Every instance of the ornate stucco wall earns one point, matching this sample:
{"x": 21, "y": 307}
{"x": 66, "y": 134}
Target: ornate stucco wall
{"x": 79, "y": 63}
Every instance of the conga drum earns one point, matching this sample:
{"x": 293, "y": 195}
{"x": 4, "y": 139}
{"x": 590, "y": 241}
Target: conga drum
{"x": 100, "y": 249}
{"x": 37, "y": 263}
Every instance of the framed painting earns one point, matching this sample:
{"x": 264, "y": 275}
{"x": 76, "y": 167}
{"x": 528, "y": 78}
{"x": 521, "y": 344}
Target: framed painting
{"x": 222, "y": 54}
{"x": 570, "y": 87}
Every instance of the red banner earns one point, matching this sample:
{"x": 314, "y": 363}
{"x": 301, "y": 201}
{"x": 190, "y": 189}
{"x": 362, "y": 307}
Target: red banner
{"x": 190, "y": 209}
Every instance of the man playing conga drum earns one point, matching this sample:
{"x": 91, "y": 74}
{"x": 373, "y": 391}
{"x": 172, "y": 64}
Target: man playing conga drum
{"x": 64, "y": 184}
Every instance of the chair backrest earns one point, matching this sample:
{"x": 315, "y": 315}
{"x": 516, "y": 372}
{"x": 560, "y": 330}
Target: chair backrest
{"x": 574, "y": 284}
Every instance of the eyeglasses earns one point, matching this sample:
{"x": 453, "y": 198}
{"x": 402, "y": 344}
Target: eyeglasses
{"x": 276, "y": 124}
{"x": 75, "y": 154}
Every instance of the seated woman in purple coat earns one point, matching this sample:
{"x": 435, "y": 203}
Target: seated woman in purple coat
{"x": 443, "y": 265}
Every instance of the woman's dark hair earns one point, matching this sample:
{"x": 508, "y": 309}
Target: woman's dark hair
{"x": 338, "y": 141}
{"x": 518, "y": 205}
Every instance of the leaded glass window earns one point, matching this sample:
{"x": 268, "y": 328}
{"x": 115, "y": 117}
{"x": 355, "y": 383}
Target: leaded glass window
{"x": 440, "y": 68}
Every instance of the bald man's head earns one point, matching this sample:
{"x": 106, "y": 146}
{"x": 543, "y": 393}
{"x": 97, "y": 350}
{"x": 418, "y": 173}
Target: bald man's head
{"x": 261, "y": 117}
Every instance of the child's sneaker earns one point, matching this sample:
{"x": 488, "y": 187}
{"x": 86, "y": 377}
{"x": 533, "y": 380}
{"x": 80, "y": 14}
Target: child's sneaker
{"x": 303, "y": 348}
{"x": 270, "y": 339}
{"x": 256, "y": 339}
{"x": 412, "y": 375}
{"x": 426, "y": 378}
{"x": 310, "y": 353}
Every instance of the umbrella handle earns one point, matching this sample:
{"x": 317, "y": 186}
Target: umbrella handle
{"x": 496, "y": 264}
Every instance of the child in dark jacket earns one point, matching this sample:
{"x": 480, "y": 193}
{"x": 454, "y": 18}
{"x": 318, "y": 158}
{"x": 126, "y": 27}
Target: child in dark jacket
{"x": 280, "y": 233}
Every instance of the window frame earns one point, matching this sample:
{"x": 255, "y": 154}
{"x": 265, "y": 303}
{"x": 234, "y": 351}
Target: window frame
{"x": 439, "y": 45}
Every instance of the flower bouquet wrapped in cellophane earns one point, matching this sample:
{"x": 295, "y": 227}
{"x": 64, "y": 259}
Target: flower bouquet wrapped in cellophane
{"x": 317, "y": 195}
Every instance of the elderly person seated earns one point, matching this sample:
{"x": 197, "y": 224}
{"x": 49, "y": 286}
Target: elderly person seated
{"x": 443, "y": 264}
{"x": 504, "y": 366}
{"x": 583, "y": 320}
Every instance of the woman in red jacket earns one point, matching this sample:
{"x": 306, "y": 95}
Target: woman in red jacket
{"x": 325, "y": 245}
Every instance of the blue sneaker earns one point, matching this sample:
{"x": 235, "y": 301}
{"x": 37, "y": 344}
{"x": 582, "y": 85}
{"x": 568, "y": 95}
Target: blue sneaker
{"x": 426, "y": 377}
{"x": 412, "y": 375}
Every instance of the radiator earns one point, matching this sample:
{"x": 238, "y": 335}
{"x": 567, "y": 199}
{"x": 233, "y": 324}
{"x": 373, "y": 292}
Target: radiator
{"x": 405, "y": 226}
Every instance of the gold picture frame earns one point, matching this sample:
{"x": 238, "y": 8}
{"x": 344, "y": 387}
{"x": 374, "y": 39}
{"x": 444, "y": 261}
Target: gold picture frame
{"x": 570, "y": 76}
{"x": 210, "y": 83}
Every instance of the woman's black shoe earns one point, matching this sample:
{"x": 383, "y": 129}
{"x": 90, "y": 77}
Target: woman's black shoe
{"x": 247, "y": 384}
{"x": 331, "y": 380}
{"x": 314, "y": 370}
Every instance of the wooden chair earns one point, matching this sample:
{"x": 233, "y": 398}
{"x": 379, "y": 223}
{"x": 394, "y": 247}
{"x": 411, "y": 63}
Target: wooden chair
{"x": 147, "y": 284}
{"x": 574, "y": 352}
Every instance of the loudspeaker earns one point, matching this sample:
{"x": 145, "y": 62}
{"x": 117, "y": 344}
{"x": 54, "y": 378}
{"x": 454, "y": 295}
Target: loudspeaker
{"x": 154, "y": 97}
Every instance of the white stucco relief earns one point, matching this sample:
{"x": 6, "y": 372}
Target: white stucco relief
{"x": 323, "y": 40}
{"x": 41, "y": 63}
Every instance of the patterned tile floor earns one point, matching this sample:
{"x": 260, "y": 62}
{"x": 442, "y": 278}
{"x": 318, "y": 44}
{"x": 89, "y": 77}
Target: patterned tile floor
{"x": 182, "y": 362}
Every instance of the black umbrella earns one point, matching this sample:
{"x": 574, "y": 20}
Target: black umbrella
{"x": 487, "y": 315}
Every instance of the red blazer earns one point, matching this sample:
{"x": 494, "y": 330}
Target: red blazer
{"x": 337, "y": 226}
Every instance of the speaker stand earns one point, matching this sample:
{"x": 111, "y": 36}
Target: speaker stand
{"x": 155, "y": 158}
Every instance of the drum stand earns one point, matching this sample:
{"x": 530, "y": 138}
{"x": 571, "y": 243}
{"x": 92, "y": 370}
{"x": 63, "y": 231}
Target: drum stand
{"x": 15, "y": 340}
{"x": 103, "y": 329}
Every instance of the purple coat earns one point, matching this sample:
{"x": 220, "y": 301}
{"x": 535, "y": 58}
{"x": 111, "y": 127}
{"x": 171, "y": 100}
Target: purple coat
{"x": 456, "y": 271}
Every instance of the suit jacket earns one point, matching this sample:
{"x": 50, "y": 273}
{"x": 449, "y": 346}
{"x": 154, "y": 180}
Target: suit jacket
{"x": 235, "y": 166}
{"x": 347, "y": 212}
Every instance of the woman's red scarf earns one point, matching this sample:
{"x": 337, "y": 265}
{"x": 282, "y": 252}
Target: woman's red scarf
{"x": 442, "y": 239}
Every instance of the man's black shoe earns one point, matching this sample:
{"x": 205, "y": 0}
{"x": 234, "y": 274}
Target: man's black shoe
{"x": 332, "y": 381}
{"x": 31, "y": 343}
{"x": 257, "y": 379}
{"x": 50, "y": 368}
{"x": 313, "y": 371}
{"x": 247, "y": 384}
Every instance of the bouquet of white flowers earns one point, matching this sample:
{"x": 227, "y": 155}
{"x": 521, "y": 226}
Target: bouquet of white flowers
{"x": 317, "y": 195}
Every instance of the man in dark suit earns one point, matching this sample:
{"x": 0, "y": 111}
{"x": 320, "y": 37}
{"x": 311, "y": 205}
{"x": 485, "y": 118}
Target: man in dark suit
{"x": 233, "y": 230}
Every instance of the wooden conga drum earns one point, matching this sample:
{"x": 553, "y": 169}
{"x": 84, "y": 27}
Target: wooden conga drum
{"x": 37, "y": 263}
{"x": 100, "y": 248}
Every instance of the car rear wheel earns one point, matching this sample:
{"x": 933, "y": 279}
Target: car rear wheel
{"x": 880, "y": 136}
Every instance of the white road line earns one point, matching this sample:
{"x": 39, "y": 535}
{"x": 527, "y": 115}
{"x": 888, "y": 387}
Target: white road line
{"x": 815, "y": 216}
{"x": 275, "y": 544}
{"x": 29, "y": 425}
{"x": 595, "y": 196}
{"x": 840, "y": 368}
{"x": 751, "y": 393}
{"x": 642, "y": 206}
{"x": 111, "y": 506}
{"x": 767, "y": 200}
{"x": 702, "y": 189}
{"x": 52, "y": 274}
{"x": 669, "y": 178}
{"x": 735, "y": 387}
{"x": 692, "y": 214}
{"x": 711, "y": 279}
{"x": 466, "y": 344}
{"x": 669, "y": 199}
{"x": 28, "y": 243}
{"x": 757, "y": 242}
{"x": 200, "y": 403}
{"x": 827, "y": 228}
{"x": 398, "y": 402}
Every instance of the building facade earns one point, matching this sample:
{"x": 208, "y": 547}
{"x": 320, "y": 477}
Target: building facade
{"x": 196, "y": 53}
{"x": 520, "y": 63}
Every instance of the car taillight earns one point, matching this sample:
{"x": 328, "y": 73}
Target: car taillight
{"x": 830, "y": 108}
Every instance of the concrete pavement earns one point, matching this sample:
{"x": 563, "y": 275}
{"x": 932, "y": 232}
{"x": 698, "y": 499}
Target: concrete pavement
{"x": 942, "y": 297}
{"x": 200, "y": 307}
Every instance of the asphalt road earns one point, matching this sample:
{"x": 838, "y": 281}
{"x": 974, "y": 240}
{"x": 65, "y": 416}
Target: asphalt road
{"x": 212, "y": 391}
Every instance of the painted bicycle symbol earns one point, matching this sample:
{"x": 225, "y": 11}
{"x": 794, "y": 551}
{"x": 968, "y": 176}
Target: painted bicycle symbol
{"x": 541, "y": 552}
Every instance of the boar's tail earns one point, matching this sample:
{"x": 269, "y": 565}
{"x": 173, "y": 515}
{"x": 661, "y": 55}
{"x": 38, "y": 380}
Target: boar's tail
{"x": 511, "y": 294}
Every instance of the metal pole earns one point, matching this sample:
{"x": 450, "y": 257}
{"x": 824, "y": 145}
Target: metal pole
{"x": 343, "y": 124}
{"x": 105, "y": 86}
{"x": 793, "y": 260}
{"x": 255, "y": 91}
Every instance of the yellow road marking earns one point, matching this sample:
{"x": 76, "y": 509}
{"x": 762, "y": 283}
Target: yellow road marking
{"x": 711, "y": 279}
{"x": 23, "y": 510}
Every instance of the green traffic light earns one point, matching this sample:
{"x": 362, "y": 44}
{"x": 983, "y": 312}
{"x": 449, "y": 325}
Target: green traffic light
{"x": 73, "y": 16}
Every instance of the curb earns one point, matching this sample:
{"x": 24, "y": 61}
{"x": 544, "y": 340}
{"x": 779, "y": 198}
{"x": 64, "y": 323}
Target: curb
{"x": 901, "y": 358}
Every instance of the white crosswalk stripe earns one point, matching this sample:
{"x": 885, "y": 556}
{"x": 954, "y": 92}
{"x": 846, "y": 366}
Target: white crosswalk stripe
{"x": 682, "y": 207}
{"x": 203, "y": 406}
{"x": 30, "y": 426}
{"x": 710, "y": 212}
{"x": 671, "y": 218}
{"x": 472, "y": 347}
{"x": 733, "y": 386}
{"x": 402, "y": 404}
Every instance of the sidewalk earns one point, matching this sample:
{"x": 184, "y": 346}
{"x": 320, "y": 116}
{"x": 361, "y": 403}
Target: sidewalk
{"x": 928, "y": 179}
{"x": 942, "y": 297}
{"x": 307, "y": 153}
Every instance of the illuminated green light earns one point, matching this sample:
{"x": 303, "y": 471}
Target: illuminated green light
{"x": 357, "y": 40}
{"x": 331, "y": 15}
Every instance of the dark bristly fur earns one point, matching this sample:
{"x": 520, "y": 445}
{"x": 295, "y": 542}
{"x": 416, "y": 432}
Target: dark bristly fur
=-=-=-=-=
■ Exercise objective:
Copy verbatim the lines from the one containing "Every instance of the dark" through the last line, inclusive.

■ Finished answer:
Every instance of the dark bristly fur earns one point, matching this sample:
{"x": 520, "y": 445}
{"x": 295, "y": 542}
{"x": 416, "y": 432}
Target: dark bristly fur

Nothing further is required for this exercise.